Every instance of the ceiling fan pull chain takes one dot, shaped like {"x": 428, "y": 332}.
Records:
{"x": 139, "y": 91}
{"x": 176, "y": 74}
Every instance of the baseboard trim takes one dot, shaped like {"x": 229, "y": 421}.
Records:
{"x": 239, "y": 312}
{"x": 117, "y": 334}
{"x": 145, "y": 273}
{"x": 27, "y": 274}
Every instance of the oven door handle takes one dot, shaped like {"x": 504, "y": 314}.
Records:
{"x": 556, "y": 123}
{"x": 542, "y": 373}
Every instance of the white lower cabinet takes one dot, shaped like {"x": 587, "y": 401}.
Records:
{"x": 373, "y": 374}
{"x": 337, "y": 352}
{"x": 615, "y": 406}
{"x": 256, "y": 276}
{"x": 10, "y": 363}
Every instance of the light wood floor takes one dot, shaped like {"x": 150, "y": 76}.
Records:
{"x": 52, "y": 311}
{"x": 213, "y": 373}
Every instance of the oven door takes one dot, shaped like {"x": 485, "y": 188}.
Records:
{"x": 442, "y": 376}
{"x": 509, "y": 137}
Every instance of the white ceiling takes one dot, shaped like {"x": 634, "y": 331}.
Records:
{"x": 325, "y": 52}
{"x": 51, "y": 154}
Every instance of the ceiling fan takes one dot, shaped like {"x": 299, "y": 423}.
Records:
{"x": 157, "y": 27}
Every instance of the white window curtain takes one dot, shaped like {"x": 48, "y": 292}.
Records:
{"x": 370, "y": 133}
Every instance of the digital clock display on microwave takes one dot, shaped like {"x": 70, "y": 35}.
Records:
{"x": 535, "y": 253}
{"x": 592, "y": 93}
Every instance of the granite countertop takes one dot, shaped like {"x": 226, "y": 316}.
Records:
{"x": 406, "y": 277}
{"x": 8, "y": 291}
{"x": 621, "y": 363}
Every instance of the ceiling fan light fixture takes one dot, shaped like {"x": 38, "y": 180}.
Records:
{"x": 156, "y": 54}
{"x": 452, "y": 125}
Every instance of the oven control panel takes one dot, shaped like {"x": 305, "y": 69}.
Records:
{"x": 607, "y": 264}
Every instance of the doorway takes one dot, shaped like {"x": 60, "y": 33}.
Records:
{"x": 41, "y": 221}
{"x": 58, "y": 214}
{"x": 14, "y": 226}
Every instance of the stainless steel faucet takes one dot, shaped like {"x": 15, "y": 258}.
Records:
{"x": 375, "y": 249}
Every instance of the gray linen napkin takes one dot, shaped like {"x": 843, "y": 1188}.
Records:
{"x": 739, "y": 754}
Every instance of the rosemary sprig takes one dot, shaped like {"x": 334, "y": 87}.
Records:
☆ ☆ ☆ ☆
ASSIGNMENT: Word for word, restate the line with "Every instance of the gray" and all remaining lines of the material, stopping only at the final line.

EXERCISE RESULT:
Every instance of the gray linen napkin takes one dot, shaped like {"x": 843, "y": 1188}.
Records:
{"x": 739, "y": 754}
Every instance of the rosemary sprig takes one dot, shaped like {"x": 334, "y": 87}.
Records:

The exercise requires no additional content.